_Exercise goal_
Locate the line that contains "Note: pick out each instance of the dog's eye" in the entries below. Retype it and all following lines through the final one, character for character.

(Saved entries)
▬▬▬▬▬▬▬▬▬▬

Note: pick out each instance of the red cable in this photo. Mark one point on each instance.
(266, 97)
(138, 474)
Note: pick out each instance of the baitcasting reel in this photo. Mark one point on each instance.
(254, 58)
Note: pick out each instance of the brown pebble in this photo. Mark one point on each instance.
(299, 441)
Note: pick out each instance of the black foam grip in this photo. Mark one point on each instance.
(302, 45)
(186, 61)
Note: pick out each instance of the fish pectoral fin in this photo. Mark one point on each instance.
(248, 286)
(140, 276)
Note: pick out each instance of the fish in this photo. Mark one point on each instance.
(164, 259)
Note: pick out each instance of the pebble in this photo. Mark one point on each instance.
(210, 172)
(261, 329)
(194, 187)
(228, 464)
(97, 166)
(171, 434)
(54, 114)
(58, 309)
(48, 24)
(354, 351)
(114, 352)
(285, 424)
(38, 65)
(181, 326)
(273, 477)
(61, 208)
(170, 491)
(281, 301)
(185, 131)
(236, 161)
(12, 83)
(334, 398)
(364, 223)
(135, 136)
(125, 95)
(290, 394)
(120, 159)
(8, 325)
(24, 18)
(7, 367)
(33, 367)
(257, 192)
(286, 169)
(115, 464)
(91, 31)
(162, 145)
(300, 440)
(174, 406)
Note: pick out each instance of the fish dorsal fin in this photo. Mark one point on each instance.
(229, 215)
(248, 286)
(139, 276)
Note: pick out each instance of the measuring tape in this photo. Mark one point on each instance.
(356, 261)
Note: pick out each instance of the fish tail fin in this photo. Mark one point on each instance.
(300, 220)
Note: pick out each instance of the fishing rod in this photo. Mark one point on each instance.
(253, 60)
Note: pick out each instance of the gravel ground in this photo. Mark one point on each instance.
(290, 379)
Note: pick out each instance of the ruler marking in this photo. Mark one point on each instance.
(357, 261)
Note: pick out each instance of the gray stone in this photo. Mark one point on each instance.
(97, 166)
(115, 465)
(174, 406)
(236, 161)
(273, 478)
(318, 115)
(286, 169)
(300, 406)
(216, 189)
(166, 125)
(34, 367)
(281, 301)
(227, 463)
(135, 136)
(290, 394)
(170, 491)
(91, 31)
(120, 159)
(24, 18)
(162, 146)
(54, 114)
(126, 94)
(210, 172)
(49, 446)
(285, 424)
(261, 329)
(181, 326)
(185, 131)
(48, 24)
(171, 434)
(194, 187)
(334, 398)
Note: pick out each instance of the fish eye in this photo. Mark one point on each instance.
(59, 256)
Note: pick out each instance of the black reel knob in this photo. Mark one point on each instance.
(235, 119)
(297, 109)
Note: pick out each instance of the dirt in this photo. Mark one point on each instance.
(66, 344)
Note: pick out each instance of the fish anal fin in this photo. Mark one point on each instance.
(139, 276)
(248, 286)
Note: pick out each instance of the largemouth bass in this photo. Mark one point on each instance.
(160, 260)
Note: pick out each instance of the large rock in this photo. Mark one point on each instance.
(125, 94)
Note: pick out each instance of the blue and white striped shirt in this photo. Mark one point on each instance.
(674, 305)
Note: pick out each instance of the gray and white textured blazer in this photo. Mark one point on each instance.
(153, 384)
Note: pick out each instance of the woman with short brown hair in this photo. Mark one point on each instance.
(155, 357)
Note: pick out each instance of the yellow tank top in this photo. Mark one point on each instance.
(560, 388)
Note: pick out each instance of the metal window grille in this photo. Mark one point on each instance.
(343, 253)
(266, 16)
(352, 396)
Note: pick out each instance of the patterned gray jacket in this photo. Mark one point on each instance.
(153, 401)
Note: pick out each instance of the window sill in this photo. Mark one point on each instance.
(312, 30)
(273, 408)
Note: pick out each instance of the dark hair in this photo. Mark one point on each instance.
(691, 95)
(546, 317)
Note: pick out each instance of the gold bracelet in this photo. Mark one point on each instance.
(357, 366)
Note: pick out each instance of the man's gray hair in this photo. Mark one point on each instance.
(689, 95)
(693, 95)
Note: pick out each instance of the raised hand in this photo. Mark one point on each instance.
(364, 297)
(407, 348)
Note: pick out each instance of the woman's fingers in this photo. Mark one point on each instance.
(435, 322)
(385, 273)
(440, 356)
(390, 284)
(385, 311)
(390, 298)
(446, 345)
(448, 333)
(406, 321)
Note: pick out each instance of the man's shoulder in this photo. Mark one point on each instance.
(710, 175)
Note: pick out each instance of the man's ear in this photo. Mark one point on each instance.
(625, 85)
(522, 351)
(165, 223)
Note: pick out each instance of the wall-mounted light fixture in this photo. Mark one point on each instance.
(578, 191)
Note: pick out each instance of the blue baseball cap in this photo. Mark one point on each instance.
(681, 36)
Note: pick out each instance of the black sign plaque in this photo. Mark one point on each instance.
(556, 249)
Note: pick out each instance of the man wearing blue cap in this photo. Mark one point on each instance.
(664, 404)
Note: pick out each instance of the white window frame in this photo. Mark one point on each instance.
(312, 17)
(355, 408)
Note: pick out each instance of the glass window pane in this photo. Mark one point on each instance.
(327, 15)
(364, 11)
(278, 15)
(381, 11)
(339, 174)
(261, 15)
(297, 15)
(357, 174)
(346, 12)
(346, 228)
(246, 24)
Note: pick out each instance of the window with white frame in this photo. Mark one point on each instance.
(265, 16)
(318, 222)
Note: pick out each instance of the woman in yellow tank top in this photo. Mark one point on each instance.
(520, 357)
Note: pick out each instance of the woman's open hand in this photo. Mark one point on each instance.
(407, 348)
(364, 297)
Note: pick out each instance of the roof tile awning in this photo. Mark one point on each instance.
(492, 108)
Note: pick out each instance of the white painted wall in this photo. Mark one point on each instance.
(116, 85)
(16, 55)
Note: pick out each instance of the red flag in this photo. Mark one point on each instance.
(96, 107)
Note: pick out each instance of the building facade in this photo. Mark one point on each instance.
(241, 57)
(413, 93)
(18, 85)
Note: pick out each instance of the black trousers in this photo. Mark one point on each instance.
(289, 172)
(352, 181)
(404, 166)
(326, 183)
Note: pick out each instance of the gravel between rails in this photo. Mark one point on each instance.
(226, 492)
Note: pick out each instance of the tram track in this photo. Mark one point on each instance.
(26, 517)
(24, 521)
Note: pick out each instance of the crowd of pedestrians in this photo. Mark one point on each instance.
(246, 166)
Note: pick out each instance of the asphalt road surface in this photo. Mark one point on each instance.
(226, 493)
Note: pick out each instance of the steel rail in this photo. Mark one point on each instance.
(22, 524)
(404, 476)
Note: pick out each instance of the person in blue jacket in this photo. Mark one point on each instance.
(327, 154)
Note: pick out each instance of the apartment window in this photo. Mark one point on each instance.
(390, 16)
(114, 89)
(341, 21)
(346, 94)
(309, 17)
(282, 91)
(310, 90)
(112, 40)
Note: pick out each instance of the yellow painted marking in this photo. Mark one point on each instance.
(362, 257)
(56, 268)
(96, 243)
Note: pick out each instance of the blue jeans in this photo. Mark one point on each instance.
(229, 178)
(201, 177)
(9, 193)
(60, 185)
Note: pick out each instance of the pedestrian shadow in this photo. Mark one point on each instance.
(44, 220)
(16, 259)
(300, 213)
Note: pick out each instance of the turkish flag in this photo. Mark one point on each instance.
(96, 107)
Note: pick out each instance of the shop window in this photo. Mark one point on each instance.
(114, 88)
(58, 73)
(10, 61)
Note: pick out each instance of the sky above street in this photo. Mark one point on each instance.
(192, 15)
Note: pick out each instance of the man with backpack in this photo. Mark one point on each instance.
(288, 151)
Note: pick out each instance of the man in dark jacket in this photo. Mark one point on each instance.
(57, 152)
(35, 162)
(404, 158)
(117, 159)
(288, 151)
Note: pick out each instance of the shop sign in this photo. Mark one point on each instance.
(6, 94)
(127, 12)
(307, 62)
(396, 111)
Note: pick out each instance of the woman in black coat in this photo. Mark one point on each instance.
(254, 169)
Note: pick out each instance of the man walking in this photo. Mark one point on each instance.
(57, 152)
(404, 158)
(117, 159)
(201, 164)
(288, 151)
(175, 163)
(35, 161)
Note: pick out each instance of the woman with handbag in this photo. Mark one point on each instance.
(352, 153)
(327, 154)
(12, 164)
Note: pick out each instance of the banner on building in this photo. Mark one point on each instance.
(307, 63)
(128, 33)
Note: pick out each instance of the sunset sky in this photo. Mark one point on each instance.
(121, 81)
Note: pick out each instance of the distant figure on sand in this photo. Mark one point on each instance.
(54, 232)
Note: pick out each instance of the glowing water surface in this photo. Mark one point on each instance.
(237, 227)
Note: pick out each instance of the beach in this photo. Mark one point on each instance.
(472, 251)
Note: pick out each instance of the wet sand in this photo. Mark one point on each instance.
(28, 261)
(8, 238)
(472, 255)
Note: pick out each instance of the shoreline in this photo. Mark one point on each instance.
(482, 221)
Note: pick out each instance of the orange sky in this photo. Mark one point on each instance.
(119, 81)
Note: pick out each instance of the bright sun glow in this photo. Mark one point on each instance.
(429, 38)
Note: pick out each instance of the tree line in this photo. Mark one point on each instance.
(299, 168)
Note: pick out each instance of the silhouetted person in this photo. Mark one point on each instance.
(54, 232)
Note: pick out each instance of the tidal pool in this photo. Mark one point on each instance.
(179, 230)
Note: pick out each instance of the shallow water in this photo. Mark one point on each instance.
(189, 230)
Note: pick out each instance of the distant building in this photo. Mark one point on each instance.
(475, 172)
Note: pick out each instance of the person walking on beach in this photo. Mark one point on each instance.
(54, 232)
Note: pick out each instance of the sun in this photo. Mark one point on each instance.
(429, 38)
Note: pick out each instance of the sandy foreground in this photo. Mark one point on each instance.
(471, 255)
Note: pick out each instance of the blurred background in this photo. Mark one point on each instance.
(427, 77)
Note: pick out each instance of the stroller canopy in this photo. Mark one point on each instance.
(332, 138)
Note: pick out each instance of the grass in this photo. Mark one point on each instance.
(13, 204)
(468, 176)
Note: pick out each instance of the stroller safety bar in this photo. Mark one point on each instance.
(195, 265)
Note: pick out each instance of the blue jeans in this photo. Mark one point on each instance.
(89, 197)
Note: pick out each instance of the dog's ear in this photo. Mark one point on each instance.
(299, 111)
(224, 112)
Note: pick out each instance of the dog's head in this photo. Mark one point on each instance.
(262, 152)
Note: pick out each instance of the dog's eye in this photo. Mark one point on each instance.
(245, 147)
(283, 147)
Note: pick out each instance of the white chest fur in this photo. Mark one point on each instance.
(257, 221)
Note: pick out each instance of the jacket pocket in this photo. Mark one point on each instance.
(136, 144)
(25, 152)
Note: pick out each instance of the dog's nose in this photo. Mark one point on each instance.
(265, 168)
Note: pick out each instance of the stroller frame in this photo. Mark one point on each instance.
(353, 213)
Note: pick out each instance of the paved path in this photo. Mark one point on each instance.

▬▬▬▬▬▬▬▬▬▬

_Answer to the exercise_
Note: pick out each instance of the dog's eye in this photo. Mark one point on each instance.
(245, 147)
(283, 147)
Note: pick out each instance of the white chest fur in this photo. Mark one point on each instance.
(257, 221)
Note: pick out each instance of the jacket pocket in this photo. Mark one point on each instance.
(136, 144)
(25, 152)
Note: pick out each instance of the dog's nose in this photo. Mark one point on each instance.
(265, 168)
Note: pick out each instance of the stroller frame in this photo. Mark one point on each instance.
(353, 213)
Note: pick out each instance of the paved path in this photo. Mark one point on each instance.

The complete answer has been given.